[Image-grounded pointing data]
*** Begin section ***

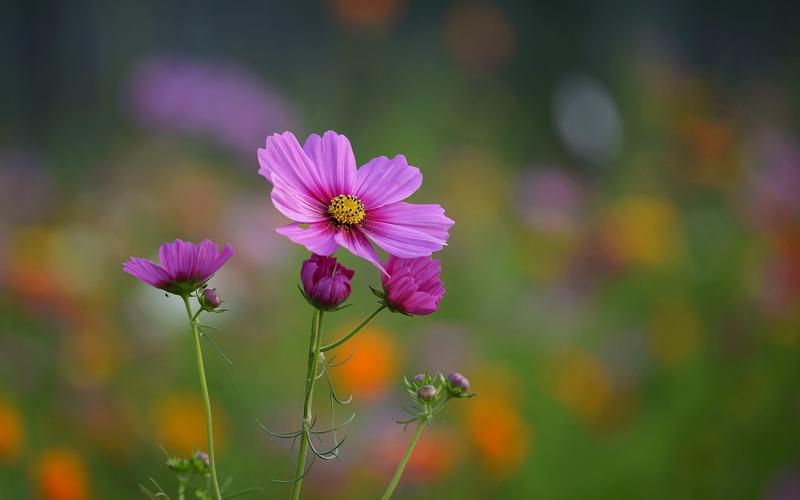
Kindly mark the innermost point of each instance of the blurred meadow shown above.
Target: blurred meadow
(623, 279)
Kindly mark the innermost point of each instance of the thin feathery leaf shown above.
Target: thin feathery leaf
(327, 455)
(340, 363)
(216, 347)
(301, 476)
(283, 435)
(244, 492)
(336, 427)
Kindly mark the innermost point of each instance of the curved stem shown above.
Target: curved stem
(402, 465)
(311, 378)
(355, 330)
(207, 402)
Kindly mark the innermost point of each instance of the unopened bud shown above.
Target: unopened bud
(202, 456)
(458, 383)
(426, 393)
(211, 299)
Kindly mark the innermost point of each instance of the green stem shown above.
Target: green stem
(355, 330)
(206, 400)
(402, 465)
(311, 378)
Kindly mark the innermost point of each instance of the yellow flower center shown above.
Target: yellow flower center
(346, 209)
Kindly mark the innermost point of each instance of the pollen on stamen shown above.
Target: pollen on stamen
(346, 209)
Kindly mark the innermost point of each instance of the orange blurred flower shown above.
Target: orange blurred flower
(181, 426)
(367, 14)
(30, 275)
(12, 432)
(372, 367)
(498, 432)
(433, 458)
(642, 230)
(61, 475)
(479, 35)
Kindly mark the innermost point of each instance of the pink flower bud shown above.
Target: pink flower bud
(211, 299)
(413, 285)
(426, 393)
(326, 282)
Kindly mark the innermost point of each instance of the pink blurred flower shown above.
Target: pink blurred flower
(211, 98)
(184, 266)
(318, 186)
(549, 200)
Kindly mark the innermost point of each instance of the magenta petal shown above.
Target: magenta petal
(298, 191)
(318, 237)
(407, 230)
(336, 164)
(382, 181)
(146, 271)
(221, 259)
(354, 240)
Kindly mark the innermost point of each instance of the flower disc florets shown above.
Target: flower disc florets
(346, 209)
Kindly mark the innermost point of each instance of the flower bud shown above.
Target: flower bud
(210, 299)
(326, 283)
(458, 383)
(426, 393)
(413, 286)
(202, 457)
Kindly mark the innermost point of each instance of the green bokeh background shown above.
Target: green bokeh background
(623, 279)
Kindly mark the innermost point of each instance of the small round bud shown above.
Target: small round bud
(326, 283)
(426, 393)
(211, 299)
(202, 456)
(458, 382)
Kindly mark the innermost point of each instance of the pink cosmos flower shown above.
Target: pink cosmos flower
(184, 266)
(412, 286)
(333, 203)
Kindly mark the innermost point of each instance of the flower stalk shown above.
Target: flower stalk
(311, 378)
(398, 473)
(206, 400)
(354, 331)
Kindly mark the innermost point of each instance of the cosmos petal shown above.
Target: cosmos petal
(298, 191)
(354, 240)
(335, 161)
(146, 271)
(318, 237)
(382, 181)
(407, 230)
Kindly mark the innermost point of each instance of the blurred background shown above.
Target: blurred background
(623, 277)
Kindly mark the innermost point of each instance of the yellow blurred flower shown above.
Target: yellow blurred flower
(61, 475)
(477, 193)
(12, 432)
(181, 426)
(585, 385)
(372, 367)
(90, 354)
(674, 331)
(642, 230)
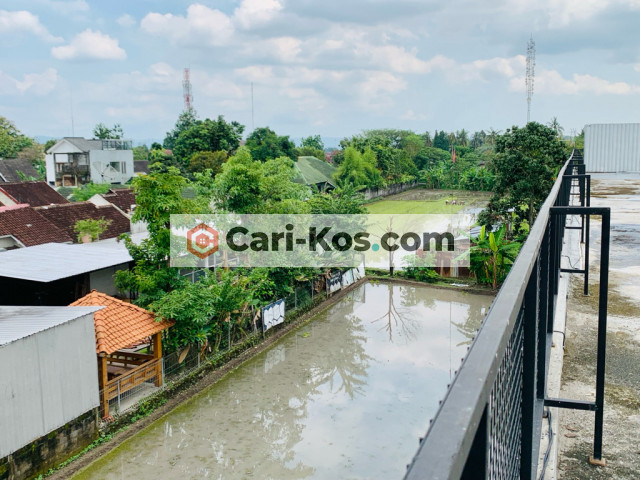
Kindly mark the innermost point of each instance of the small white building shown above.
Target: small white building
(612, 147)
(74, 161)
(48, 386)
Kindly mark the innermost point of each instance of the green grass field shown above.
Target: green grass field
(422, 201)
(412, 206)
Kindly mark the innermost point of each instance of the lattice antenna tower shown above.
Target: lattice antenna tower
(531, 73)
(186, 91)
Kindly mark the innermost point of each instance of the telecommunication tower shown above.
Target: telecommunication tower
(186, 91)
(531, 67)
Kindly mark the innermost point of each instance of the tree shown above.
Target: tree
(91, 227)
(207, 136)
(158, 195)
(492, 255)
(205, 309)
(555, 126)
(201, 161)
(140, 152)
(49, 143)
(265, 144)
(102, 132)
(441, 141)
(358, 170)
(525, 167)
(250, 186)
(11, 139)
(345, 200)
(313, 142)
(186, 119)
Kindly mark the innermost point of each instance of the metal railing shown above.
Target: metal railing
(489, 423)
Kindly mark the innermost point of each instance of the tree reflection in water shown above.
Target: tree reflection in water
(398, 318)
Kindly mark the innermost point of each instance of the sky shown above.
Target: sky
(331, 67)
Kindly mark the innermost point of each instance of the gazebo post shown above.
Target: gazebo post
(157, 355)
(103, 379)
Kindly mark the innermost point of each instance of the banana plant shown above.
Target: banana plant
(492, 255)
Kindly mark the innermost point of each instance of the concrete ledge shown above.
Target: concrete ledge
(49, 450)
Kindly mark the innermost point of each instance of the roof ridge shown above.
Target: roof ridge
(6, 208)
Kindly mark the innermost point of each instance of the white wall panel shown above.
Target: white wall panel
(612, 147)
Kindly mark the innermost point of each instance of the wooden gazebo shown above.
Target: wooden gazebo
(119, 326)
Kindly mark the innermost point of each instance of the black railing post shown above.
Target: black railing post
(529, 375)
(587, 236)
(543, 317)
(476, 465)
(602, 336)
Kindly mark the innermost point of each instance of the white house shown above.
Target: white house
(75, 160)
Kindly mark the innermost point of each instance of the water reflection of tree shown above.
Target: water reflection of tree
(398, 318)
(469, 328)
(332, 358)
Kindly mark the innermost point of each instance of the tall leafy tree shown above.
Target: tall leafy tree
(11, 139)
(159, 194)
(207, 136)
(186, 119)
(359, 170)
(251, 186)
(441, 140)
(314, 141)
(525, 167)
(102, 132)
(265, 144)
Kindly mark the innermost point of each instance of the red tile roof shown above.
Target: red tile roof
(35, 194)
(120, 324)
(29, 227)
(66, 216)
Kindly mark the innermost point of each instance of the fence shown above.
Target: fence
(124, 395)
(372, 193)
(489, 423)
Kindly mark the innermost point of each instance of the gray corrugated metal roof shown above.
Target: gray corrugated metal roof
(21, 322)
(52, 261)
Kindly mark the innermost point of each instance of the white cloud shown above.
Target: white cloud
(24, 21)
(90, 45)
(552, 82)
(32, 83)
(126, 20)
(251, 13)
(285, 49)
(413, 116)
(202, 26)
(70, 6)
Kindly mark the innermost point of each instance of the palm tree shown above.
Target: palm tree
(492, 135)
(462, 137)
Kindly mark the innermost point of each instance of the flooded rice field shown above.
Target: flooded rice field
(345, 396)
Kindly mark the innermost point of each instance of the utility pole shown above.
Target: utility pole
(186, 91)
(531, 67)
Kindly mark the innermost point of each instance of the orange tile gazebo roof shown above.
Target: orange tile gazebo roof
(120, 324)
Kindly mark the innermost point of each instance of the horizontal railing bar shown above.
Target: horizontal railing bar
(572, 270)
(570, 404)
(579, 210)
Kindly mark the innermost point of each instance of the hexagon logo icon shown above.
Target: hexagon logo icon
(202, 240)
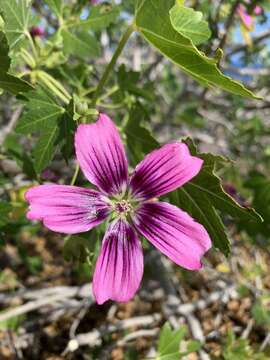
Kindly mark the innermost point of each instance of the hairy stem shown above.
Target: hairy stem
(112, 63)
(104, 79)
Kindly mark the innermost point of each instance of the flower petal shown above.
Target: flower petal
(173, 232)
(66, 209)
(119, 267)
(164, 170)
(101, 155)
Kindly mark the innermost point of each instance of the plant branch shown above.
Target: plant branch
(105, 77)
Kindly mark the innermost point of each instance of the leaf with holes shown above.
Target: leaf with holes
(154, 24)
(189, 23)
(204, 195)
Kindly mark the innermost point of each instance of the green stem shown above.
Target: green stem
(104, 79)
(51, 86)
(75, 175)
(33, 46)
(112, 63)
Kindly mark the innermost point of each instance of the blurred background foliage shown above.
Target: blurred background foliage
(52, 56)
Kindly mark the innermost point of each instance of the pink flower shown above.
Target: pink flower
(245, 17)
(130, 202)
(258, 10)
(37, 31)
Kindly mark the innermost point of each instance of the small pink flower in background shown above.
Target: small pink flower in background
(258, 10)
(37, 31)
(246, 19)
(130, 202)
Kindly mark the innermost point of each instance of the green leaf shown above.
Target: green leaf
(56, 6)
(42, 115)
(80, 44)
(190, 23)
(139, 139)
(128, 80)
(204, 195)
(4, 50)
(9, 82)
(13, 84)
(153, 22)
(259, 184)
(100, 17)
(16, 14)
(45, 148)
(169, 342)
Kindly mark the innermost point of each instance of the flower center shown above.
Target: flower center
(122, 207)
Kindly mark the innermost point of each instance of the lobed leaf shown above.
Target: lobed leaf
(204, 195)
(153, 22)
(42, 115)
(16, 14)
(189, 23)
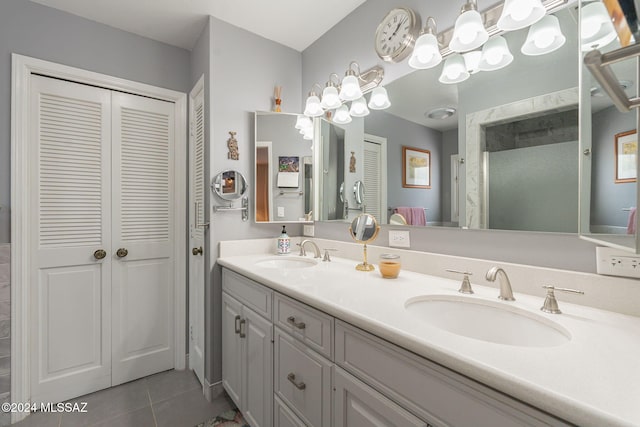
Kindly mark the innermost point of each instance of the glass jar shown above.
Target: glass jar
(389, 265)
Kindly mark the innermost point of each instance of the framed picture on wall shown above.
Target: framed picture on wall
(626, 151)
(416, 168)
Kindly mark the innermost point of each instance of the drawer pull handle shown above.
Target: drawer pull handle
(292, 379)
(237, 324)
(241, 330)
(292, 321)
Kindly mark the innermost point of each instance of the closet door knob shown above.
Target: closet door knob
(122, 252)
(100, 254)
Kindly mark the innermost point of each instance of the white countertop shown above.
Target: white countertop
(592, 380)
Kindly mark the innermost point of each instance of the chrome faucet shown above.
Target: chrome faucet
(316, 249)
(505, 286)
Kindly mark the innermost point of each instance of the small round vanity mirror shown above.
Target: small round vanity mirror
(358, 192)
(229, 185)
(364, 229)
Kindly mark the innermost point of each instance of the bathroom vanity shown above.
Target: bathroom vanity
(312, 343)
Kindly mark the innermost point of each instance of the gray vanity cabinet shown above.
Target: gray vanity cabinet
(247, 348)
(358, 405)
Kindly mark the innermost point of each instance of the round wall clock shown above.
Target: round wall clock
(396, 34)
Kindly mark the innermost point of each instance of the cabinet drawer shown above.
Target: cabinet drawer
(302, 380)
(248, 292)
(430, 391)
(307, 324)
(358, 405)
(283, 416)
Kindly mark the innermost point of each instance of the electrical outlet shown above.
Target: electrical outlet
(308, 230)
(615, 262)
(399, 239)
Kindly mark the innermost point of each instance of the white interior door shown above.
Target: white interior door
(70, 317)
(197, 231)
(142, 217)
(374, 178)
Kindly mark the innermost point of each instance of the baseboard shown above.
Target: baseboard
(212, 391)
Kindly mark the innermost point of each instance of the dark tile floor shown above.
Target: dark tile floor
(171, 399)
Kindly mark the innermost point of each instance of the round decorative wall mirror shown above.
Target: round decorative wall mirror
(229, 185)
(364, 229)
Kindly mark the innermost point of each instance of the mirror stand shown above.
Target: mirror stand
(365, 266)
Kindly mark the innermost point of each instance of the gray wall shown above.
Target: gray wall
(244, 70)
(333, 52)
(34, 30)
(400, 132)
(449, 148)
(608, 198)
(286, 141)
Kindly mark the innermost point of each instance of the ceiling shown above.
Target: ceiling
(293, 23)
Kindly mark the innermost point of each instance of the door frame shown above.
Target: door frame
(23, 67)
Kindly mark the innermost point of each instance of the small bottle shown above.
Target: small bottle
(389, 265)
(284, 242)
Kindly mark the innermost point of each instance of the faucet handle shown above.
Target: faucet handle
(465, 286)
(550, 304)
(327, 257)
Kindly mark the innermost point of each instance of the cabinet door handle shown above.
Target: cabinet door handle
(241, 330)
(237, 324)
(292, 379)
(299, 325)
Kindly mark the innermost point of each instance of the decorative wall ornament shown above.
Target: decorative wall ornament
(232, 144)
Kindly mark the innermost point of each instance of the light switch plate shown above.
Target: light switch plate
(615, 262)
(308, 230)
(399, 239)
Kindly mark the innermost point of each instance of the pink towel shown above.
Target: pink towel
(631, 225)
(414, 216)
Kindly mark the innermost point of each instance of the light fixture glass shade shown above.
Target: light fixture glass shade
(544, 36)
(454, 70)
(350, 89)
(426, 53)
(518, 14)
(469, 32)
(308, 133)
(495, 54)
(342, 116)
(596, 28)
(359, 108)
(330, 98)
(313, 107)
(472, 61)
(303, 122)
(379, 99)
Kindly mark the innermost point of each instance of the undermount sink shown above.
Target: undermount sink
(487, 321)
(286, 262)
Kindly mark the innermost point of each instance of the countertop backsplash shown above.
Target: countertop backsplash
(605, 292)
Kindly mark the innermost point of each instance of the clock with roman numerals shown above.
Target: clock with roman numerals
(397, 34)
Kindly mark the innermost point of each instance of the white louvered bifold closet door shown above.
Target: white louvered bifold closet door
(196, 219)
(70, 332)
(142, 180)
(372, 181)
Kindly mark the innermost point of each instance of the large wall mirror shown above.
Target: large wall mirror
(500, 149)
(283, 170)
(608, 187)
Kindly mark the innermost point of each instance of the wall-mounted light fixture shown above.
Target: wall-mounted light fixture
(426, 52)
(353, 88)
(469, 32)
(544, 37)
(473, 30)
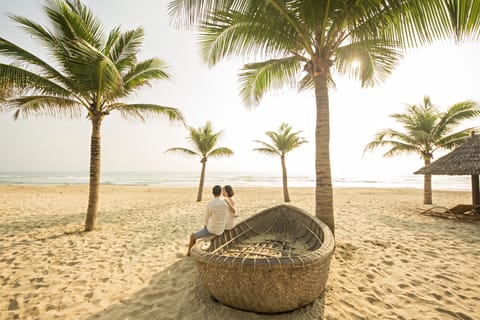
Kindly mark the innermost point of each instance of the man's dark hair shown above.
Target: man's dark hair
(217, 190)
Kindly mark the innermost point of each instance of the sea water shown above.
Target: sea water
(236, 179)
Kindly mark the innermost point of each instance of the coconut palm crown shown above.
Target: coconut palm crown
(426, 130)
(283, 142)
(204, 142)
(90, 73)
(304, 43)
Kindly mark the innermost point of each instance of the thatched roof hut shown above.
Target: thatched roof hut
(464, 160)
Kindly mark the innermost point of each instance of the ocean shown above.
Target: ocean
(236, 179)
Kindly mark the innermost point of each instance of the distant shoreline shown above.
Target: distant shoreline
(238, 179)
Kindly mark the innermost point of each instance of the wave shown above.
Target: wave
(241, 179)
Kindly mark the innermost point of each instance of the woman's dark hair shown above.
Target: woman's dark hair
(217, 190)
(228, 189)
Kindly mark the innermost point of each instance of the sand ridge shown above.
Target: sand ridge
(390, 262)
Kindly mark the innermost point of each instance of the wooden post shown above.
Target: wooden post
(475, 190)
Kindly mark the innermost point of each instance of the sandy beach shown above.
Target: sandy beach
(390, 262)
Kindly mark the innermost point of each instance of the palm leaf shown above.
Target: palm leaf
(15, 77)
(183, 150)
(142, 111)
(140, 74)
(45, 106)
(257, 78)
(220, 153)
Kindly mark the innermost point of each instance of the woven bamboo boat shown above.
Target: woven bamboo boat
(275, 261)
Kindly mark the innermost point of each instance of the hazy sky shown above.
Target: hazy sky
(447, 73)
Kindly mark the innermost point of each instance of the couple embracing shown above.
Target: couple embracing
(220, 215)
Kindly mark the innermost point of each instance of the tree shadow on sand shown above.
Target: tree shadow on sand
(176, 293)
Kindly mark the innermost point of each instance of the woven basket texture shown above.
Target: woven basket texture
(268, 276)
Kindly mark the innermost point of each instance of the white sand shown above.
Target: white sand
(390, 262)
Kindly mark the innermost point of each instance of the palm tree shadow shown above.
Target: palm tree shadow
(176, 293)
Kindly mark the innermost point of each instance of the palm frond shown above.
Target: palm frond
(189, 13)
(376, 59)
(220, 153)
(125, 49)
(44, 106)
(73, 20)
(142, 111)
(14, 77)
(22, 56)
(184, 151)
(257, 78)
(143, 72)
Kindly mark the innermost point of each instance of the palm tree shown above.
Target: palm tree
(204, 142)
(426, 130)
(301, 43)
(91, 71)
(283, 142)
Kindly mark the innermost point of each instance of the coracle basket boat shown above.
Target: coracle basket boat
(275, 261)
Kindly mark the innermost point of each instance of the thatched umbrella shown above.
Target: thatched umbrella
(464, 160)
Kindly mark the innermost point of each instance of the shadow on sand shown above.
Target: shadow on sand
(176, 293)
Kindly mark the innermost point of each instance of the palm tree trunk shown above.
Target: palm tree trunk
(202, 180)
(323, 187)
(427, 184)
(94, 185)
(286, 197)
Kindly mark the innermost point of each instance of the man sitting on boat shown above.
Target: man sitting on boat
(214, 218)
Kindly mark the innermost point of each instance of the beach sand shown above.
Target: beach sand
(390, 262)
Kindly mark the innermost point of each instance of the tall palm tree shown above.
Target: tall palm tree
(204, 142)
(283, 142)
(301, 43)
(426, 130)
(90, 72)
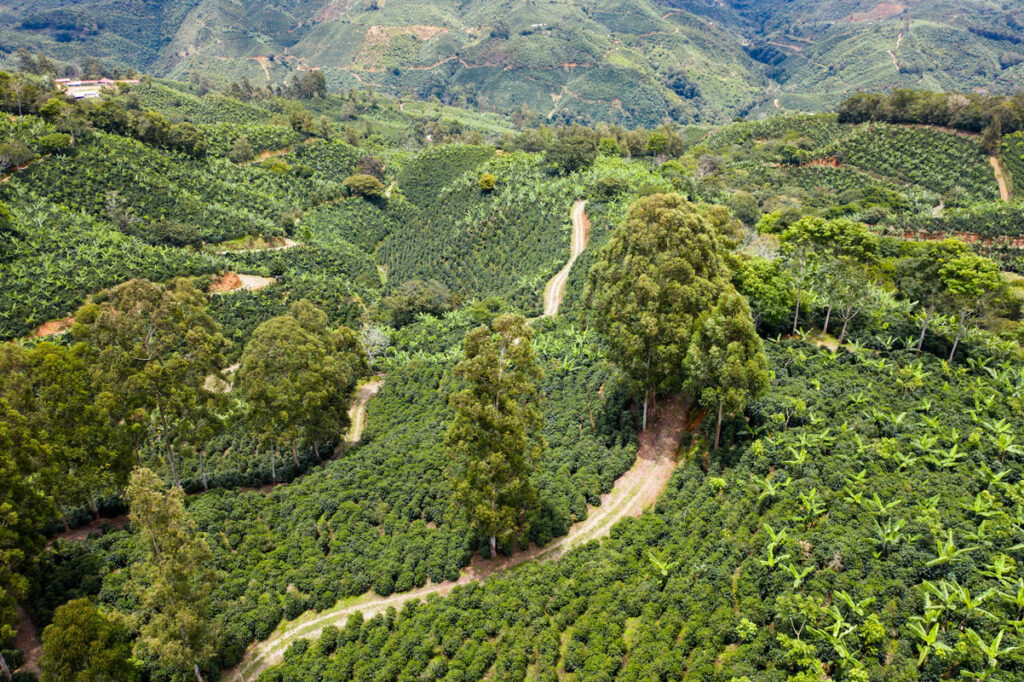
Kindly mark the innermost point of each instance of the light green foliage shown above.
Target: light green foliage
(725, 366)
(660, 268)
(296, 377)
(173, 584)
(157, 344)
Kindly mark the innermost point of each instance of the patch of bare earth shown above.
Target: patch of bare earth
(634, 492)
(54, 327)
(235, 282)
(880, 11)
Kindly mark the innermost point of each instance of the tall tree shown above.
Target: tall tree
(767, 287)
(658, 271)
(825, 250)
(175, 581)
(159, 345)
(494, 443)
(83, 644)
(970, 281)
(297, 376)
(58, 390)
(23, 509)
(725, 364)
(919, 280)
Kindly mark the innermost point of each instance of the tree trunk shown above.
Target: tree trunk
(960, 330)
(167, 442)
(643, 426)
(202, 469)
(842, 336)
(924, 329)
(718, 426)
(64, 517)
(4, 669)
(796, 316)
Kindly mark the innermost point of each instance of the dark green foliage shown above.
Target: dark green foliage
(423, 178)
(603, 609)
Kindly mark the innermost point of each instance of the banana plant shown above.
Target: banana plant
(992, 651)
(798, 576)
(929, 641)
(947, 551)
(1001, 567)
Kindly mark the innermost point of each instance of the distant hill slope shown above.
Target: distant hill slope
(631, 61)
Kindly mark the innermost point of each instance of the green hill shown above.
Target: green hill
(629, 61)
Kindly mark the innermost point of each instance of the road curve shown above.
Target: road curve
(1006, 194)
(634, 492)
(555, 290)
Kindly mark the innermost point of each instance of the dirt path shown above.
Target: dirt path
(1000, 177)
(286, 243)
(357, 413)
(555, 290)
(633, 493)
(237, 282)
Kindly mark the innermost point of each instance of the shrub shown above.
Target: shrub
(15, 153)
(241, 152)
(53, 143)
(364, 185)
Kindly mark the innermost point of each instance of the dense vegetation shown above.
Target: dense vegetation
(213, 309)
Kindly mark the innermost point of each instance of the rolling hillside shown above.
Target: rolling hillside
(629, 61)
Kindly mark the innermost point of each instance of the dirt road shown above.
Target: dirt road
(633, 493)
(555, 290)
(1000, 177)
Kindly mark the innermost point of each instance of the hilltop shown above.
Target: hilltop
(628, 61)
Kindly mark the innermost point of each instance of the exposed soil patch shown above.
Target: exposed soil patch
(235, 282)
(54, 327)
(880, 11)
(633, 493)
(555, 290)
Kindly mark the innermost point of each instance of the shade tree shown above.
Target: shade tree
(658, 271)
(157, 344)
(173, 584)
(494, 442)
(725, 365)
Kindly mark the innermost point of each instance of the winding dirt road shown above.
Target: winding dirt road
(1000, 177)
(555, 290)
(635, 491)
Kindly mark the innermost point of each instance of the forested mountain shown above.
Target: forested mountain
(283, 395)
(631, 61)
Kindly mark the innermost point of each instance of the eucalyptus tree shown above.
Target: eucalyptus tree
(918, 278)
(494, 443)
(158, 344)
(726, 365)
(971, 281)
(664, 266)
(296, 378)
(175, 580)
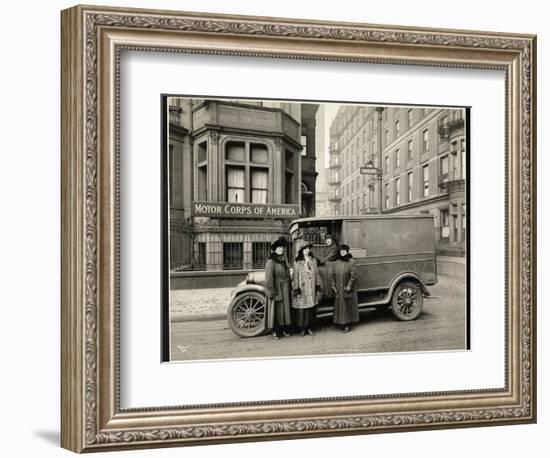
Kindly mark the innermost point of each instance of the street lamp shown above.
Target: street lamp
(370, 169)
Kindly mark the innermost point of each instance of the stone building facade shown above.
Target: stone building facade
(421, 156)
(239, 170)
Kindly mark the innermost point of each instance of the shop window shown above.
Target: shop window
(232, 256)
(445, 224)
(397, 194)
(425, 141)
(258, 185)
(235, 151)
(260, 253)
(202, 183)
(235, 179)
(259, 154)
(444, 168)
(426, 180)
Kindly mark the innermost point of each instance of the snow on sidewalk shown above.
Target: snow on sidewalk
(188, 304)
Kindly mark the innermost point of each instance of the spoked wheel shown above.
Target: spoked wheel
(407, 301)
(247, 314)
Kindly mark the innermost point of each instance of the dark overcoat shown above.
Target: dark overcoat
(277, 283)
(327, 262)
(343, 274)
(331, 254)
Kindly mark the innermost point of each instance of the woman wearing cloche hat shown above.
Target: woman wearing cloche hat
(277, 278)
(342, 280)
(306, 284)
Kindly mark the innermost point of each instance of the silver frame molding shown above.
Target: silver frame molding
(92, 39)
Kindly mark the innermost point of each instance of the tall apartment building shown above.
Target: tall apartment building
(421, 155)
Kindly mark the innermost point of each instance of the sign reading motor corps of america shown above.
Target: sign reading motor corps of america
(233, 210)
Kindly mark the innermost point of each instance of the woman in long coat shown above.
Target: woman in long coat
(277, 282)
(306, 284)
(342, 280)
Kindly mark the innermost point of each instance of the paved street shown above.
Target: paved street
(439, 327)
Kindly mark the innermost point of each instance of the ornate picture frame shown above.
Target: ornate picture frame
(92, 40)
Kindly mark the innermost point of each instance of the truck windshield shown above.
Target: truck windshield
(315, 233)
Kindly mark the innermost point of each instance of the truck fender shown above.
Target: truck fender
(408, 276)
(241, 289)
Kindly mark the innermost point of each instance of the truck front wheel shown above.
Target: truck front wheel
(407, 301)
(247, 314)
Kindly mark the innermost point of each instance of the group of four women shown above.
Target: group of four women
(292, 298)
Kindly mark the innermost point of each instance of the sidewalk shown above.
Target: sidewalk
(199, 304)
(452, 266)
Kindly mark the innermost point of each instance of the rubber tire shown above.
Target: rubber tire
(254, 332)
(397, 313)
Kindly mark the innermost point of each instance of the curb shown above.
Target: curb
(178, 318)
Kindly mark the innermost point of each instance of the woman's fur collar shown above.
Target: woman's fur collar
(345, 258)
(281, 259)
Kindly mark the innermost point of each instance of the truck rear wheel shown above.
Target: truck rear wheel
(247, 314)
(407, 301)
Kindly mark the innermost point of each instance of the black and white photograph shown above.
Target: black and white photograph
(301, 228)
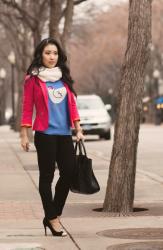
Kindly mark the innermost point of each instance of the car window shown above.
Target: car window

*** End section ***

▶ **Task goal**
From the records above, quote only the lines running from the line with "house shown above." to the line with "bar shown above.", both lines included.

▶ **Output**
Kindly mark the innermost point of each instance of the white house shown above.
Target: white house
(75, 160)
Kindly mark the innermost point of each instance of the water reflection of tree shown above.
Target: water reflection of tree
(398, 318)
(469, 328)
(332, 358)
Kindly mark the innermost point of each instance of the tall leafy tree shown above.
Target: tall leafy tree
(11, 139)
(159, 194)
(207, 136)
(186, 119)
(359, 170)
(251, 186)
(441, 140)
(314, 141)
(525, 167)
(102, 132)
(265, 144)
Kindly mark the innermost point of each instance of the red tile roof shown above.
Target: red tile roof
(35, 194)
(120, 324)
(29, 227)
(66, 216)
Kindly mark the innermost point of each instance of the fence shown above.
Target: fence
(124, 395)
(372, 193)
(489, 423)
Kindly mark the innermost point of each instance of the gray corrugated metal roof shown above.
Target: gray corrugated metal roof
(21, 322)
(52, 261)
Kindly mark the innermost point of each instance of the white cloud shown above.
Target: white cloud
(24, 21)
(90, 45)
(552, 82)
(32, 83)
(126, 20)
(251, 13)
(285, 49)
(413, 116)
(202, 26)
(70, 6)
Kindly mark the innermost point of each instance of the palm tree shown above.
Target: palm tree
(492, 135)
(462, 137)
Kindly mark the innermost point of each instance of the flooded rice field shown above.
Target: flooded rice field
(345, 396)
Kindly mark the innermost point of each instance of the utility pole shown above.
Target: utility pole
(186, 91)
(531, 67)
Kindly mark the innermost point of each instance of the orange tile gazebo roof shown above.
Target: orange tile gazebo roof
(120, 324)
Kindly mark the innermost point of each instance of the horizontal railing bar shown above.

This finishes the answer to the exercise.